Goal: Everything from the line holding "Pest-scouting request: point out the sign" through the last line below must be repeated exactly, and nothing else.

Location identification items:
begin

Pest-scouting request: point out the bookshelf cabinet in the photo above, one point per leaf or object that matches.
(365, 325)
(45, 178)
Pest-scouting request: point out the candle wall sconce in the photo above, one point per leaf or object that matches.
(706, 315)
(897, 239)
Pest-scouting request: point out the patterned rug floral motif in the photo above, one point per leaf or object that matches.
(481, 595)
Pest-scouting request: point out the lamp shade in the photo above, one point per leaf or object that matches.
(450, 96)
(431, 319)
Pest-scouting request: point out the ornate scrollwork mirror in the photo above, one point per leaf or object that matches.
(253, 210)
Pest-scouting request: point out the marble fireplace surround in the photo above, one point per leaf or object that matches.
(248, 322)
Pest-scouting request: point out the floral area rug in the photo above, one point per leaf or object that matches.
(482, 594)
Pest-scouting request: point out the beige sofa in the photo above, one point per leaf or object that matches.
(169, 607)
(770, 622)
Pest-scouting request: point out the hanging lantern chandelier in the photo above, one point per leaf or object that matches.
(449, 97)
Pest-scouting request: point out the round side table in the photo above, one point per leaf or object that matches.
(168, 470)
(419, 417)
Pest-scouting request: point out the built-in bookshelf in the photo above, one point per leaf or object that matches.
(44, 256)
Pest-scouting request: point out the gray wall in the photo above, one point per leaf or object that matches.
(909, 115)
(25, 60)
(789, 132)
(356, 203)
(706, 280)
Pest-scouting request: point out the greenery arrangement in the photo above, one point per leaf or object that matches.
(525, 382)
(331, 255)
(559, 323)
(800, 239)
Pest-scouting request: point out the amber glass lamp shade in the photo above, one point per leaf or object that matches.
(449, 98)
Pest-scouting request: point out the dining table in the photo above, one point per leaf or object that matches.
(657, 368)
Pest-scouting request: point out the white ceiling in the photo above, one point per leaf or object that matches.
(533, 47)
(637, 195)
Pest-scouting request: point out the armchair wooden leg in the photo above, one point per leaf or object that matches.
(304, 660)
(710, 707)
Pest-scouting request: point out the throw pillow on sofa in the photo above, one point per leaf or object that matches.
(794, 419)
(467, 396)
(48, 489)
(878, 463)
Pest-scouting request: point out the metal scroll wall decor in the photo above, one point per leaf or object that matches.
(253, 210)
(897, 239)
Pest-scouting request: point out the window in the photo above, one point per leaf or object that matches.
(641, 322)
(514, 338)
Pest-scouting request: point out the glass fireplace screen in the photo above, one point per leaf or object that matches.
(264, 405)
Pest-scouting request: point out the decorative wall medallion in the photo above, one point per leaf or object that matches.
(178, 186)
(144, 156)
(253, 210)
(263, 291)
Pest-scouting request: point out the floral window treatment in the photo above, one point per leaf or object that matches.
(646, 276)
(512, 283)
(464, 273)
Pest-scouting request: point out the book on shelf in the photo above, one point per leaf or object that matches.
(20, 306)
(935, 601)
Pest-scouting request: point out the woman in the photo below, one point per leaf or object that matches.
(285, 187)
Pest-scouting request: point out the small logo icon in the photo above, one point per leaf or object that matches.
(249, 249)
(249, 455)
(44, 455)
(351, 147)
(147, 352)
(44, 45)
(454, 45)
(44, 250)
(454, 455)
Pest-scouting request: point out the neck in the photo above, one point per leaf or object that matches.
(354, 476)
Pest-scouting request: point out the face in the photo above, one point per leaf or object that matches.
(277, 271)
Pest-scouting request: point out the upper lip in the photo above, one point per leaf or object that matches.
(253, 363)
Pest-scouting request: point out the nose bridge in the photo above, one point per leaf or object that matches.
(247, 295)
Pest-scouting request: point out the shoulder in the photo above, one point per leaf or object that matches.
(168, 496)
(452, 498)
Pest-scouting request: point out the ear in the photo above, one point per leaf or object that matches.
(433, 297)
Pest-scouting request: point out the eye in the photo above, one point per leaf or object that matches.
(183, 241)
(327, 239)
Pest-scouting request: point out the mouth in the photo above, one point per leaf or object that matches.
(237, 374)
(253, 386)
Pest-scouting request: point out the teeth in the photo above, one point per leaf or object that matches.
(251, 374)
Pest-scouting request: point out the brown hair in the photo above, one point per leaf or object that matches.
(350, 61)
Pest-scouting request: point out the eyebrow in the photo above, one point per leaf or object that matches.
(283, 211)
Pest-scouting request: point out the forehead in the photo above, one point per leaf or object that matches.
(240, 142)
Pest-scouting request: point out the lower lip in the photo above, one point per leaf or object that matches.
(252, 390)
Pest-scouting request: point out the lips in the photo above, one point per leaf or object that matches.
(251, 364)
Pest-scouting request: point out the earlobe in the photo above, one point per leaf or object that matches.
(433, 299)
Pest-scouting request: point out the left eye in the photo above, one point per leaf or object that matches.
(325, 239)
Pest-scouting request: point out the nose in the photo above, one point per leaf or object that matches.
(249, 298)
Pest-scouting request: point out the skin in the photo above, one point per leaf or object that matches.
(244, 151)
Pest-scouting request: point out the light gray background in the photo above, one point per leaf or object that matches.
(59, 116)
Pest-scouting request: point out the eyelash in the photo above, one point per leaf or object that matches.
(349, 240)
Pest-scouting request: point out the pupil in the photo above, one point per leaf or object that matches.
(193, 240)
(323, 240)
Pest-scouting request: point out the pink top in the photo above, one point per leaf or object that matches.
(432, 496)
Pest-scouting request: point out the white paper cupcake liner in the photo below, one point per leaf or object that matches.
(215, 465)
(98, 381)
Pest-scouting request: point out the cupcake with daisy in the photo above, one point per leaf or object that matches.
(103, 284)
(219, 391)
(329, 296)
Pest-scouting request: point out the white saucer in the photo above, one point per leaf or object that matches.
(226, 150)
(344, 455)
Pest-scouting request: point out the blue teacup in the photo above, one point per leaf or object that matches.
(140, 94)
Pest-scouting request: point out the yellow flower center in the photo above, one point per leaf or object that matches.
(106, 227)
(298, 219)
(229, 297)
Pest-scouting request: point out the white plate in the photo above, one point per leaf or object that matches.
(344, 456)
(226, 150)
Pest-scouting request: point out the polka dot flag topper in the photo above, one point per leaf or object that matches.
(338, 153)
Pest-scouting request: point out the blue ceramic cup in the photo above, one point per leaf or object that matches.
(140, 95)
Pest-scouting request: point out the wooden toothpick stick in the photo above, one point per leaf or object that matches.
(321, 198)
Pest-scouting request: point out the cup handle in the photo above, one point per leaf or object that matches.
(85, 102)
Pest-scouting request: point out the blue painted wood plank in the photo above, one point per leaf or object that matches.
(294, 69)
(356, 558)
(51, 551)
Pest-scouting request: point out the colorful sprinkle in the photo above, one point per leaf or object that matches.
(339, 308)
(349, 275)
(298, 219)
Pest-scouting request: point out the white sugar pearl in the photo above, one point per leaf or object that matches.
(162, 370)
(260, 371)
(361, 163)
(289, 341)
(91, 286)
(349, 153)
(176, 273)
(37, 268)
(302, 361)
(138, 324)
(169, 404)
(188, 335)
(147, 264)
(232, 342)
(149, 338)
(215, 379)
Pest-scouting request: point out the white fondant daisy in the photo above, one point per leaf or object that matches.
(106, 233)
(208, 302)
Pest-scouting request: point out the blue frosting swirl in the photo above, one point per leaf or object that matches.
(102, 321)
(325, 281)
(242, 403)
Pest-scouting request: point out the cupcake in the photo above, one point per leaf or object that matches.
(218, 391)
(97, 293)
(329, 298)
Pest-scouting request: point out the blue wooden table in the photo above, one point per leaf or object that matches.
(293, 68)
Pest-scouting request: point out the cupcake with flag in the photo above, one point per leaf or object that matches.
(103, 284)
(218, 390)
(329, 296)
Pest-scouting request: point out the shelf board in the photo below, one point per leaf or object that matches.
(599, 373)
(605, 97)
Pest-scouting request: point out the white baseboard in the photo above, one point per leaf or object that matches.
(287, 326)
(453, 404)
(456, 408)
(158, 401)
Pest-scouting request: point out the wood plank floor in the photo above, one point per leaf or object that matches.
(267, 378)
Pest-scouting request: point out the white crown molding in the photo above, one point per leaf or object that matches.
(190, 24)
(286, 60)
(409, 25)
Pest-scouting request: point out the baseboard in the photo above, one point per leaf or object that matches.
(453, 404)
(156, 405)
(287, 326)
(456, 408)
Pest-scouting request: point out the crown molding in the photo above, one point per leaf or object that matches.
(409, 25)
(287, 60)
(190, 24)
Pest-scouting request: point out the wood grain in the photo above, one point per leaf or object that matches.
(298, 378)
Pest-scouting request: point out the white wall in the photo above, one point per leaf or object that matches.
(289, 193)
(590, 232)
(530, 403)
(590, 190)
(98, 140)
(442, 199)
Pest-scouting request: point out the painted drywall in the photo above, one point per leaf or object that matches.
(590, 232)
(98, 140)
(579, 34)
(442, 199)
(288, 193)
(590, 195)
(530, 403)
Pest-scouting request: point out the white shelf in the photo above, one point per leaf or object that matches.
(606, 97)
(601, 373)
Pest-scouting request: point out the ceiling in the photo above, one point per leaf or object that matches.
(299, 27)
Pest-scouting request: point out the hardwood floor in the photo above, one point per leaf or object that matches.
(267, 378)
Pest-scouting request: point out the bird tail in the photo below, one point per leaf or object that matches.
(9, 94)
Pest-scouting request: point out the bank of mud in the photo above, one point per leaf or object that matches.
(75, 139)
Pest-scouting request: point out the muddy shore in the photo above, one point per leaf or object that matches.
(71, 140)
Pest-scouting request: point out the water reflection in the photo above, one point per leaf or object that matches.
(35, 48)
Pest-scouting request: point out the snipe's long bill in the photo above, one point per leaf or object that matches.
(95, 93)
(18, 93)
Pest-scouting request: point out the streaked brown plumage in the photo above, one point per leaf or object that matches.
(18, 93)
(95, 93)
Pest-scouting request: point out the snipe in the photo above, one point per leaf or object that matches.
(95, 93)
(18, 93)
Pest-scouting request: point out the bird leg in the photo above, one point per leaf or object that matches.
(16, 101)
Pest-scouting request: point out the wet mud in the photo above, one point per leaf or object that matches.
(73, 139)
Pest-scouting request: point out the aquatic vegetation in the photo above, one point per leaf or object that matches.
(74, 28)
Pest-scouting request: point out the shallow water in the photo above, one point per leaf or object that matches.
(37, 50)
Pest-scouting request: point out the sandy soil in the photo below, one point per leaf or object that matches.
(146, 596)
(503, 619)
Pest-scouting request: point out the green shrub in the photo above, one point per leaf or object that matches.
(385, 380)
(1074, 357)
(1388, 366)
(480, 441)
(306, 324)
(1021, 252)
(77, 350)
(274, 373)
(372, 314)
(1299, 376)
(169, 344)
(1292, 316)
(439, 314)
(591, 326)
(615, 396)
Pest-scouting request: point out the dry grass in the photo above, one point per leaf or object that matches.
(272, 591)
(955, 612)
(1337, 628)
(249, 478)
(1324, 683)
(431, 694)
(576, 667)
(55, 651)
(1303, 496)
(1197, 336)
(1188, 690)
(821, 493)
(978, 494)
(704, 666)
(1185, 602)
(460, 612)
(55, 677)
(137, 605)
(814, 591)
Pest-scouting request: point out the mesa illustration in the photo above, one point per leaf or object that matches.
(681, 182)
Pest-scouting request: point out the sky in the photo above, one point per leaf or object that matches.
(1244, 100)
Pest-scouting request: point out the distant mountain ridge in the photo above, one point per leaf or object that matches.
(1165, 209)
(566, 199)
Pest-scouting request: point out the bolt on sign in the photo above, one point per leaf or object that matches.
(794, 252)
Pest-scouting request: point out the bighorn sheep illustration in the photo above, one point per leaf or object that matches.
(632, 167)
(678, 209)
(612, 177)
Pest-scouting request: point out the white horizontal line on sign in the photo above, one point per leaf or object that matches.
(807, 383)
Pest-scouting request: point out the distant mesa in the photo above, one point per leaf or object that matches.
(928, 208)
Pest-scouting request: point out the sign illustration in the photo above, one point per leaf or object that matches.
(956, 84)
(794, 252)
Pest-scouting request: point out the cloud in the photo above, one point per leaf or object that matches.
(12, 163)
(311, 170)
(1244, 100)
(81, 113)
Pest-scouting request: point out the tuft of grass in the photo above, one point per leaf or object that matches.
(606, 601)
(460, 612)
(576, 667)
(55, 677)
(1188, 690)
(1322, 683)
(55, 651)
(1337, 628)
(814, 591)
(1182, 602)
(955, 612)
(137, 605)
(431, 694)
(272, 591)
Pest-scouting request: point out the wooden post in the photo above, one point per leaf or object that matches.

end

Answer for this exercise:
Pest-scouting request: point out the sign illustration in the photo above, one point per leaf or object that matches.
(956, 84)
(794, 252)
Pest-scouting request: point out the cloud in the photo above, one point per leaf or object that matches.
(12, 163)
(311, 170)
(1244, 100)
(81, 113)
Pest-scouting request: point out the tuft of grass in the photo above, one point per leaf or object that matches.
(606, 601)
(460, 612)
(576, 667)
(55, 677)
(1188, 690)
(1322, 683)
(55, 651)
(1337, 628)
(814, 591)
(1182, 602)
(955, 612)
(137, 605)
(431, 694)
(272, 591)
Pest-scouting request: point out the wooden post in the photo above, one point per leaf or object that matches.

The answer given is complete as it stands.